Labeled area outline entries
┄┄┄┄┄┄┄┄┄┄
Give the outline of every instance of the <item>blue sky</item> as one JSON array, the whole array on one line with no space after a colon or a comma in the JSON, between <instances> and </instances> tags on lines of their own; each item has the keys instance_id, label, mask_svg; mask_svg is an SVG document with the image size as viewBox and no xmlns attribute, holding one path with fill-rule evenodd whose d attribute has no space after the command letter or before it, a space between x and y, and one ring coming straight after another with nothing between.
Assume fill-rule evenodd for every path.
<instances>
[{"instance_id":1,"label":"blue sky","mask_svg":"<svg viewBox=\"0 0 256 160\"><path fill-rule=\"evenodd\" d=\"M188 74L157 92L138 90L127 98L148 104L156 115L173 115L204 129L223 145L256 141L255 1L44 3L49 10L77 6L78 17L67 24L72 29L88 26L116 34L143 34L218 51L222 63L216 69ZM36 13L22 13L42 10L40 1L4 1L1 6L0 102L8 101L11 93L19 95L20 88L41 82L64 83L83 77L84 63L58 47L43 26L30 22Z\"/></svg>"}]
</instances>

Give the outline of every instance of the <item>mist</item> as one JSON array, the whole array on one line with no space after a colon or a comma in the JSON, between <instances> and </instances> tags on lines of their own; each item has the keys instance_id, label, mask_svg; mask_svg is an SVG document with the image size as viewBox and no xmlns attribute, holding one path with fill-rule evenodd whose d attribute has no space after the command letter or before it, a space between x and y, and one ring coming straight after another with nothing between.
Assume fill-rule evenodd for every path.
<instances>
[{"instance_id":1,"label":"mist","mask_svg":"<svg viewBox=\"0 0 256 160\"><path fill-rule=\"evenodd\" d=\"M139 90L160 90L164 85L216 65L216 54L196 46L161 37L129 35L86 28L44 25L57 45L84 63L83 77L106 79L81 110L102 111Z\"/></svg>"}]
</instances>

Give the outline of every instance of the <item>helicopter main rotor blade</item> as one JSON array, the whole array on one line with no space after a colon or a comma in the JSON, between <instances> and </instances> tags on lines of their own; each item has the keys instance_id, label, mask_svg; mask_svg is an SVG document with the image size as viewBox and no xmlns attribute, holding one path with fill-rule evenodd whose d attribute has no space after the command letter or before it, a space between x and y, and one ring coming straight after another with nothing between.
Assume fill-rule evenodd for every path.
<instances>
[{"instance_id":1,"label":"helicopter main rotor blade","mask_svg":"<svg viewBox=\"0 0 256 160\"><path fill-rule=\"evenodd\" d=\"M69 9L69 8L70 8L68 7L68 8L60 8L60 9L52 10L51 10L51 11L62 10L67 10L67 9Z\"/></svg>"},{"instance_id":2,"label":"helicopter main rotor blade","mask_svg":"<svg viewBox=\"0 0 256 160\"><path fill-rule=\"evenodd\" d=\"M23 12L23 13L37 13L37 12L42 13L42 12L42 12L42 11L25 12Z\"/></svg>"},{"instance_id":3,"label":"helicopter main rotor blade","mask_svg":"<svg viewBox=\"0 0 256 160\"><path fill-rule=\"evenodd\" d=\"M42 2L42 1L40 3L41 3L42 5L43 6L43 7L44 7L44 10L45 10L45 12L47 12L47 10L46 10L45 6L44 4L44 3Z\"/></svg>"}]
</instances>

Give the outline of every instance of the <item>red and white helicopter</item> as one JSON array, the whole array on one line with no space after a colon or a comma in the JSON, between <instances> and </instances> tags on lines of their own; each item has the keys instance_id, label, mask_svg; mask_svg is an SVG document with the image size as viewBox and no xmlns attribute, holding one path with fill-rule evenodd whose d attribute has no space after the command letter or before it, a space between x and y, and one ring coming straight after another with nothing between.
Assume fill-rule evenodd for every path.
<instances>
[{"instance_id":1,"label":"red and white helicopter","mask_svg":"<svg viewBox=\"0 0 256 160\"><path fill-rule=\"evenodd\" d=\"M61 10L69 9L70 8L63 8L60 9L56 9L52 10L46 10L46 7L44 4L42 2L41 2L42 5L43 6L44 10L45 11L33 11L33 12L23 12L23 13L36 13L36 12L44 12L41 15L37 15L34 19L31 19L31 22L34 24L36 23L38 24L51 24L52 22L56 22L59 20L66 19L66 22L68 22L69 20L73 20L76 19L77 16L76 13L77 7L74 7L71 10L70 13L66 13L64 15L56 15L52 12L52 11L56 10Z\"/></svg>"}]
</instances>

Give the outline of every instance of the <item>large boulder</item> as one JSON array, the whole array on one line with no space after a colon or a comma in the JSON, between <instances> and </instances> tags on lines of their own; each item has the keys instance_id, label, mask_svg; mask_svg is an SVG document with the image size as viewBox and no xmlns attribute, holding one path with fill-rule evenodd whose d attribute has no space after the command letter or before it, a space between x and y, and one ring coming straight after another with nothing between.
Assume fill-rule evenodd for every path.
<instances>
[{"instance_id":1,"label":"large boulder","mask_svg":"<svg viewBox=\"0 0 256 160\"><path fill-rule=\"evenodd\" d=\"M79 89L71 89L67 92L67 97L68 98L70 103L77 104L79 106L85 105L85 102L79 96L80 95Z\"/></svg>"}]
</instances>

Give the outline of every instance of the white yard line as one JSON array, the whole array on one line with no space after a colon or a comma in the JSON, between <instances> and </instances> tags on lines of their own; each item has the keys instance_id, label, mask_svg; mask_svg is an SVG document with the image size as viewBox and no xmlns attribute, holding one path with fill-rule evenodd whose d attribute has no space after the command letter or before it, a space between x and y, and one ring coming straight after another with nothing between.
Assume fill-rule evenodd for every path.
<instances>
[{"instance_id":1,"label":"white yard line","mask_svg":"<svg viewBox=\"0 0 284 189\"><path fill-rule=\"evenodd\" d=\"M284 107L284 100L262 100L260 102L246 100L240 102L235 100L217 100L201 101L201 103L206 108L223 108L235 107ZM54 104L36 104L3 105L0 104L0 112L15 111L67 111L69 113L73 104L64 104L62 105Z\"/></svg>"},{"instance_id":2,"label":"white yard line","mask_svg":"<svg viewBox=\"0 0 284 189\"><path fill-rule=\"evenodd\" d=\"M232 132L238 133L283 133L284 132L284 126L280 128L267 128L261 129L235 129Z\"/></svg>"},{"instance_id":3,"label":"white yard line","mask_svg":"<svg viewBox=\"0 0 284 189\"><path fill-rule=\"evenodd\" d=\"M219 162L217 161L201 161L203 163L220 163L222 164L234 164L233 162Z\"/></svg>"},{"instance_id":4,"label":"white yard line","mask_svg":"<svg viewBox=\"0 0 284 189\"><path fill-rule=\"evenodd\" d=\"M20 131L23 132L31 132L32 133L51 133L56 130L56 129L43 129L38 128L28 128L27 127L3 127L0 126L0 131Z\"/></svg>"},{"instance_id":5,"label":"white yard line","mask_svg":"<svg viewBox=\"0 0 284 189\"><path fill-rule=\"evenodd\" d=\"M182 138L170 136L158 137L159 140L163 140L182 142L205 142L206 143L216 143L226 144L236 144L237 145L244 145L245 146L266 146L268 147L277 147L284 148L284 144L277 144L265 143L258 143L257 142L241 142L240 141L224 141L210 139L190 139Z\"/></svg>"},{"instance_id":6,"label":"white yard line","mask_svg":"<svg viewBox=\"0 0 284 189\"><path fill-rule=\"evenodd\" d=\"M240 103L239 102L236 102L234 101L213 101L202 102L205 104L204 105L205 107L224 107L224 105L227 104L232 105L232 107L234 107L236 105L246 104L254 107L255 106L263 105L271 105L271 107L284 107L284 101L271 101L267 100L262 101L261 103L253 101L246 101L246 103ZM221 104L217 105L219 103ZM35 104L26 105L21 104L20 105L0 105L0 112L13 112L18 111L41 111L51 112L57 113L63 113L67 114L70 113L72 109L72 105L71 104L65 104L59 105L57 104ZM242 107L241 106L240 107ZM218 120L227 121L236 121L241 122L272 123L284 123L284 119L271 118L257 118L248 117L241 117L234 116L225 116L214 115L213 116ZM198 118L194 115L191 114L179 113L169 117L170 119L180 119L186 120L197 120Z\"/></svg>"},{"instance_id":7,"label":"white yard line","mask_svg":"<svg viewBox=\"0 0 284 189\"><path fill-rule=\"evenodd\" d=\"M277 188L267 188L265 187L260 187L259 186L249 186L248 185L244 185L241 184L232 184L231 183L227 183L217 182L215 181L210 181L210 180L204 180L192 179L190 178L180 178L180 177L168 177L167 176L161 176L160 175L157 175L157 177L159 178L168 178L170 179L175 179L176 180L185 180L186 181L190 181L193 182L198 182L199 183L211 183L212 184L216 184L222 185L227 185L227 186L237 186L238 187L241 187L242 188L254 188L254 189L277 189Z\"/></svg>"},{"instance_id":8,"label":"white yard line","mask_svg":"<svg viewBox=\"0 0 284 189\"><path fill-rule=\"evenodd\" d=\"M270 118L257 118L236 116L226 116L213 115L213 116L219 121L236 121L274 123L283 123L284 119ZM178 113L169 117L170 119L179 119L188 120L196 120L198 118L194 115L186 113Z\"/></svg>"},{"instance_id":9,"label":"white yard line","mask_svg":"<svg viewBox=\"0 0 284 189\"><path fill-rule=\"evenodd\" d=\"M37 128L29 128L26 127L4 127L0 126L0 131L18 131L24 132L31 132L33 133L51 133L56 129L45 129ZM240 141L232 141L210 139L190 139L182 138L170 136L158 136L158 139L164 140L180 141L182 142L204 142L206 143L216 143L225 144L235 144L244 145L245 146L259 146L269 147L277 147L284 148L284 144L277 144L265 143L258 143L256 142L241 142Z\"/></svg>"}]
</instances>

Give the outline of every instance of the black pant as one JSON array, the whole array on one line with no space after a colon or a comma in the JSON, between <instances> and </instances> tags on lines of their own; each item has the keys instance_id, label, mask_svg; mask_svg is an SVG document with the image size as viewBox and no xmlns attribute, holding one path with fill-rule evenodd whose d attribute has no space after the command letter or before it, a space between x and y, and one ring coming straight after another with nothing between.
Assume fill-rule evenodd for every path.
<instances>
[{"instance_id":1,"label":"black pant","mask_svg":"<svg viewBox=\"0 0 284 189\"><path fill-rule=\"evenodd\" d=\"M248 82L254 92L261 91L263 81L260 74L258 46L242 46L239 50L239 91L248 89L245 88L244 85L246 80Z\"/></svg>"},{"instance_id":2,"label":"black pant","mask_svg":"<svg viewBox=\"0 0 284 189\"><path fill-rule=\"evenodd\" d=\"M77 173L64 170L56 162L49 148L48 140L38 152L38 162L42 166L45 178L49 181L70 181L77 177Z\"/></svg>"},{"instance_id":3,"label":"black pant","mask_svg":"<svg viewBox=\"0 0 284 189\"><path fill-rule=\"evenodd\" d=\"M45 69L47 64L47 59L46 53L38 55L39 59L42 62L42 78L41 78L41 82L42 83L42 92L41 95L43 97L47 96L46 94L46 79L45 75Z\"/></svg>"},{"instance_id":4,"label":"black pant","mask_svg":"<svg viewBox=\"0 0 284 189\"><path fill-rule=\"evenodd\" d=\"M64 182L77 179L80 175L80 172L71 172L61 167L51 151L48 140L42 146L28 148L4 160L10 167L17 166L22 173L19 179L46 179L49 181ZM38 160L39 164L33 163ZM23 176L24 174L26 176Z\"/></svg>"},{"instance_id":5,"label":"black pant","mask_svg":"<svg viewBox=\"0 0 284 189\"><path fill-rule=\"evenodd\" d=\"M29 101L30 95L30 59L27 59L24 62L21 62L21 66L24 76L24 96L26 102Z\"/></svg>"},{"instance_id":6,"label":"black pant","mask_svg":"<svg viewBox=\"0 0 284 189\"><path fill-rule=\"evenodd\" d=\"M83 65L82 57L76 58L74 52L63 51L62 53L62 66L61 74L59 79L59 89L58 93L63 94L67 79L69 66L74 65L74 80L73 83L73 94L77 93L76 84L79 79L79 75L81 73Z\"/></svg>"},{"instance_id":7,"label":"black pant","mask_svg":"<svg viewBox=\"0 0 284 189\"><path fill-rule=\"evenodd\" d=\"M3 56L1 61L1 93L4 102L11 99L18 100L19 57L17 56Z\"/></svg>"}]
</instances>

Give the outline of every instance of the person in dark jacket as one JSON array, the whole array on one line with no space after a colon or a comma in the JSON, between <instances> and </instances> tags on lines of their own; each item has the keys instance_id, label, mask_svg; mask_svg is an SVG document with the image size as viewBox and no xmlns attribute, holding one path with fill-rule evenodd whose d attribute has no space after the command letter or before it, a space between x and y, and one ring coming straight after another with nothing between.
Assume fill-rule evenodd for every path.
┄┄┄┄┄┄┄┄┄┄
Challenge: Pull out every line of the material above that contains the string "large", copying each one in full.

The reply:
Give the outline of every instance of the <item>large boulder</item> as one JSON array, the whole array on one line with no space after a colon or a comma in the JSON, between <instances> and </instances> tags on lines of their own; each item has the keys instance_id, label, mask_svg; mask_svg is an SVG document with the image size as viewBox and no xmlns attribute, holding one path with fill-rule evenodd whose d attribute has no space after the command letter or before it, a space between x and y, and one ring coming straight after another with nothing between.
[{"instance_id":1,"label":"large boulder","mask_svg":"<svg viewBox=\"0 0 256 160\"><path fill-rule=\"evenodd\" d=\"M79 89L71 89L67 92L67 97L68 98L70 103L77 104L79 106L85 105L85 102L79 96L80 95Z\"/></svg>"}]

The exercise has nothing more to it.